--- 紀行文の抜粋 ---
-------
(九州紀行第3弾(4)阿蘇へ久住へより続く)

 

17日目(11月28日)気になっていた幣(にぎ)の浜へ

 

「道の駅ゆふいん」から大分自動車道で糸島市へ向けて快調に走り始めたが、ごくごく身内に久留米出身のナイスガイが加わったこともあり、ちょっと「久留米城址」に寄り道。ここも松に呼ばれた場所だと感じるのは、何の根拠もなく確信して予想していた通り、大きな松が石垣を背景に林立していたのだ。冬型の天候で太陽が顔を出したタイミングで撮影。もちろん動き回ってアングルを探す必要はあったが、無名の松が存在感のある作品になったと思う。

さて昨日、急遽で決まった糸島市「松林保存会」会長の蓑田昌治さんと14時にお会いする約束。早速「幣の浜」を歩き現状をお聞きした。今日は強風で玄界灘もそこそこの荒れ模様。サーフィンとウィンドサーフィンが数名。

先月、初めて撮影に来て風景を見て感じた通り、環境保全の観点から薬剤の散布をやめたことでマツクイムシの被害が広がり壊滅状態へ。いろんな動きがあったが、保存会が行政との連携を丁寧に行って「糸島市アダプト事業」の運営委託を受け、10を超える団体の活動を維持して現在に至る。大変な力技だったと思うが蓑田さんは笑顔で語る。

蓑田さんの基本的な管理方法は、植樹した松苗が下草よりも大きく成長するまでは徹底した草刈りを行うが、ある程度成長したら蔓草の刈り取りなど成長を害する要因となる最低限の手入れにとどめ、松の生命力に任せている。
-------
--- 課題のねらい ---
紀行文の「(九州紀行第3弾(4)阿蘇へ久住へより続く)」から「思うが蓑田さんは笑顔で語る。」までを、一字も変えずに書き写してください。 答えるときは、この紀行文に書かれていることだけを使ってください。
-------
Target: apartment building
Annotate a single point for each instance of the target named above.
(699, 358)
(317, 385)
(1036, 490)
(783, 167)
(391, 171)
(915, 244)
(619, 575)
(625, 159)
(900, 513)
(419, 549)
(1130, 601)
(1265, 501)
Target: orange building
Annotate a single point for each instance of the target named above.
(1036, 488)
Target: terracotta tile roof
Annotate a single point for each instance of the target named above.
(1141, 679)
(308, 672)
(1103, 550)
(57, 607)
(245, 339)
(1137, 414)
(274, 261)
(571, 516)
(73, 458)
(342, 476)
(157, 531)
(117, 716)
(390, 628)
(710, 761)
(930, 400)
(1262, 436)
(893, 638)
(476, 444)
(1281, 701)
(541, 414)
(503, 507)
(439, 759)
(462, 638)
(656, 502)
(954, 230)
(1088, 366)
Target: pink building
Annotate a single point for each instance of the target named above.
-------
--- 課題への答え ---
(九州紀行第3弾(4)阿蘇へ久住へより続く)

 

17日目(11月28日)気になっていた幣(にぎ)の浜へ

 

「道の駅ゆふいん」から大分自動車道で糸島市へ向けて快調に走り始めたが、ごくごく身内に久留米出身のナイスガイが加わったこともあり、ちょっと「久留米城址」に寄り道。ここも松に呼ばれた場所だと感じるのは、何の根拠もなく確信して予想していた通り、大きな松が石垣を背景に林立していたのだ。冬型の天候で太陽が顔を出したタイミングで撮影。もちろん動き回ってアングルを探す必要はあったが、無名の松が存在感のある作品になったと思う。

さて昨日、急遽で決まった糸島市「松林保存会」会長の蓑田昌治さんと14時にお会いする約束。早速「幣の浜」を歩き現状をお聞きした。今日は強風で玄界灘もそこそこの荒れ模様。サーフィンとウィンドサーフィンが数名。

先月、初めて撮影に来て風景を見て感じた通り、環境保全の観点から薬剤の散布をやめたことでマツクイムシの被害が広がり壊滅状態へ。いろんな動きがあったが、保存会が行政との連携を丁寧に行って「糸島市アダプト事業」の運営委託を受け、10を超える団体の活動を維持して現在に至る。大変な力技だったと思うが蓑田さんは笑顔で語る。